- _Your task_
Output the listing exactly as written, apart from its pictures.
Task inputs below:
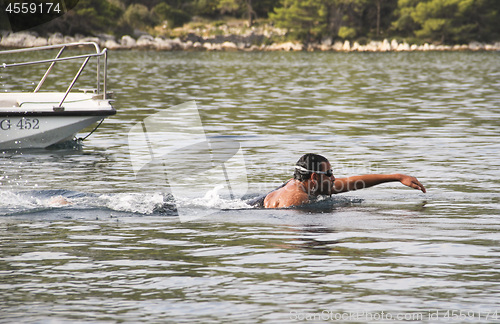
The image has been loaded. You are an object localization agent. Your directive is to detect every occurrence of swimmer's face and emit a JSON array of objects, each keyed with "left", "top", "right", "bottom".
[{"left": 315, "top": 161, "right": 335, "bottom": 195}]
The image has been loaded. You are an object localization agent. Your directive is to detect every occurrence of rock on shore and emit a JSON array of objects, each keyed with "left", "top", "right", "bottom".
[{"left": 1, "top": 31, "right": 500, "bottom": 52}]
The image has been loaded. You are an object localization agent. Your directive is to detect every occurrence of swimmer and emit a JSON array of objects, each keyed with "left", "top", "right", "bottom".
[{"left": 261, "top": 153, "right": 426, "bottom": 208}]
End of Task inputs.
- _Result below_
The image has been loaded. You are an object localization agent. Your directive is to detect every occurrence of swimmer's face and emit a JSON array of objects, each keyed with "left", "top", "right", "bottom".
[{"left": 315, "top": 161, "right": 335, "bottom": 195}]
The image has been loaded. You are an object localization agent. Your directive is to detect every occurrence of rock on shore and emit a JSON array of objects, each keyed with "left", "top", "right", "bottom".
[{"left": 1, "top": 31, "right": 500, "bottom": 52}]
The image has been loaded. You are an object localization agent. Your directive is to detect every occurrence of swimmer and emit a JSON array of objects, each keyed with "left", "top", "right", "bottom".
[{"left": 261, "top": 153, "right": 426, "bottom": 208}]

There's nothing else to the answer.